Leading up to revenue service of Punggol LRT East Loop and Sengkang LRT West Loop, familiarisation visits including train rides were conducted for Advisors to Grassroots Organisations and grassroots leaders from Punggol North, Punggol Central and Jalan Kayu constituencies on 8 January 2005. Similar visits will also be organised in the following weeks for senior citizens and school children from the two areas prior to commencement of revenue service. 

On the opening of Punggol LRT East Loop and Sengkang LRT West Loop, Mr Ong Boon Leong, Chief Operating Officer, SBS Transit said, “We are pleased to be able to start our LRT service on the Punggol LRT East Loop and the Sengkang LRT West Loop. We certainly hope that the residents in both areas will benefit from the start of the service. While it is difficult to have a perfect system from Day One, we are confident that we will be able to achieve a high level of reliability given the extensive testing and our experience with the Sengkang LRT East Loop.”

▶ **Work request 1**:
Which constituencies does the LRT opening text name as home to the grassroots leaders on the familiarisation visits?
▶ **Work request 2**:
Continue the text on the Punggol and Sengkang LRT loop openings from its final sentence.
The listing plays no part in the tasks.

▶ **Free-text object descriptions**:
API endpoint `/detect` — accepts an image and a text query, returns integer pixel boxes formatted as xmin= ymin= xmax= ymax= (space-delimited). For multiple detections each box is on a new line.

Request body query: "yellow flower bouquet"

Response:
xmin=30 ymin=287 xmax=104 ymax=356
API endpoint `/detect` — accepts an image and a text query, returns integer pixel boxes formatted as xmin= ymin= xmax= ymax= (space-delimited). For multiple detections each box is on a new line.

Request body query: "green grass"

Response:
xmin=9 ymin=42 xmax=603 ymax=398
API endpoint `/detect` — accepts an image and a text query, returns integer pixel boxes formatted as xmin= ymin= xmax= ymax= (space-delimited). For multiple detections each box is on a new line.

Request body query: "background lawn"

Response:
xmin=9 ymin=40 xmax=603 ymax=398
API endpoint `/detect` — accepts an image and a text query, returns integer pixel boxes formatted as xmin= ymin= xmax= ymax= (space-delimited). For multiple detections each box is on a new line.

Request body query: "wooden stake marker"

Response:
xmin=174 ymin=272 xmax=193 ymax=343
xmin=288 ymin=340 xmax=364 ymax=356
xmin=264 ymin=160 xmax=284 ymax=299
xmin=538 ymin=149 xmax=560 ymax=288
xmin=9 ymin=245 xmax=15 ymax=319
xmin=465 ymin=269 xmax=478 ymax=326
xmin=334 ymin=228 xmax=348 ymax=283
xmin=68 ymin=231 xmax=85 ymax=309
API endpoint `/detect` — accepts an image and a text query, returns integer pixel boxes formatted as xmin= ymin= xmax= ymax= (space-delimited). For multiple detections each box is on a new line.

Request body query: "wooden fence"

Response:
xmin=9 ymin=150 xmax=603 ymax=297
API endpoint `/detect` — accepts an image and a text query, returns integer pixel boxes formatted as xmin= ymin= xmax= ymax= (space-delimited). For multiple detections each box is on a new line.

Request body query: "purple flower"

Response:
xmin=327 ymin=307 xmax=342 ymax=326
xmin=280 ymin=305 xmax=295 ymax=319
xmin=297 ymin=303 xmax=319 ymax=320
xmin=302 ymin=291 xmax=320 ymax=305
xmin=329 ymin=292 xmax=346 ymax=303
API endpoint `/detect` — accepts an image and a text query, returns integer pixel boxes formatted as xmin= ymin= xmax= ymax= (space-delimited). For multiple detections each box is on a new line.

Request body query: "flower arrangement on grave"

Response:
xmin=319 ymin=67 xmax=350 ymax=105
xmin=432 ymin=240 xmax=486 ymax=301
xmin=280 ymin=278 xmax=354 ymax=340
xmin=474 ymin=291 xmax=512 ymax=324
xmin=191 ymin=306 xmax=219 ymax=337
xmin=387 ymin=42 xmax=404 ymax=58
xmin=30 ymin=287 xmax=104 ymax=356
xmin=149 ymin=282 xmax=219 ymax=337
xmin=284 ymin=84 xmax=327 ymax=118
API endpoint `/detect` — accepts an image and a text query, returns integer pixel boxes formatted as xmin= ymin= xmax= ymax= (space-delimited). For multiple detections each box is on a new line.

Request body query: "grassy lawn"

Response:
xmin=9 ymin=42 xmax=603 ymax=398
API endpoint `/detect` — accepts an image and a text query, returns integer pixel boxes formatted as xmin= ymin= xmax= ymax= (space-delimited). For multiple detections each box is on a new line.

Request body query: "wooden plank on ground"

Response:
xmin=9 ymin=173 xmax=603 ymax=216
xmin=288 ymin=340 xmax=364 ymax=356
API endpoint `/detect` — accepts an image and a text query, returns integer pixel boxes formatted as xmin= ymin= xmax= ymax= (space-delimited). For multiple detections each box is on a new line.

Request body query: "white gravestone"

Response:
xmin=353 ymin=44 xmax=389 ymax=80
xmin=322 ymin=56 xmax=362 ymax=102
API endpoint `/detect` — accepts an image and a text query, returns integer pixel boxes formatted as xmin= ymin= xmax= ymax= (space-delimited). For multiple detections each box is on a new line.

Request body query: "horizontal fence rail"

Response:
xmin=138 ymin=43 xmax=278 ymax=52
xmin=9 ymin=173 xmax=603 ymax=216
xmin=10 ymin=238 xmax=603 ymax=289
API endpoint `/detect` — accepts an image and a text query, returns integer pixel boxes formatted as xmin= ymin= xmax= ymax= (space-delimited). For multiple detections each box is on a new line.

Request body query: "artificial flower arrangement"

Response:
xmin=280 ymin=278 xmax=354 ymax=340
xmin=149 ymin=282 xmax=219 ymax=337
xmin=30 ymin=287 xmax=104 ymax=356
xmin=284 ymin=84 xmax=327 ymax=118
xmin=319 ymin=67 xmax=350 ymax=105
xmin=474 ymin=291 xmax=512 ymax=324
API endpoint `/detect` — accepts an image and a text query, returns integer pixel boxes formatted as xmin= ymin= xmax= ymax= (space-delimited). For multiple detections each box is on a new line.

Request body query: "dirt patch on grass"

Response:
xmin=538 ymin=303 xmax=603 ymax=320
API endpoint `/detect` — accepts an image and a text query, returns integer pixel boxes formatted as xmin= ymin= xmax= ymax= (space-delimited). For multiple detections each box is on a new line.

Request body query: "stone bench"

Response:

▶ **Task answer 1**:
Punggol North, Punggol Central and Jalan Kayu.

▶ **Task answer 2**:
----------



## ignoramus (Jun 16, 2004)

..


----------



## ignoramus (Jun 16, 2004)

*Jan 11, 2005*
*Punggol LRT set to roll* 
*Start date is Jan 29, but only eastern loop and 5 out of 7 stations will open* 

*By Christopher Tan*
*SENIOR CORRESPONDENT*

THE Punggol LRT will start rolling on Jan 29, but trains will ply on only the eastern loop and stop at just five out of seven stations deemed to have enough commuter traffic.

On the same day, operator SBS Transit will start serving residents living along the western loop of the Sengkang LRT - two years after the line opened - as 'ridership on our buses' plying this loop has trebled in the last two years.

SBS Transit chief operating officer Ong Boon Leong said he expects the number of commuters on this loop to be 'between 3,000 and 5,000 a day'. Trains will still skip the first three stops, located in underpopulated spots of this loop. 

Fares for both loops are capped at 64 cents for ez-link card holders because of the limited number of stations open. A standard ticket costs 80 cents.

The way the Punggol LRT is starting - one loop, some stops skipped - reprises the Sengkang line's start. Punggol's western loop currently runs through an undeveloped stretch flanked by the Punggol marina at Punggol End.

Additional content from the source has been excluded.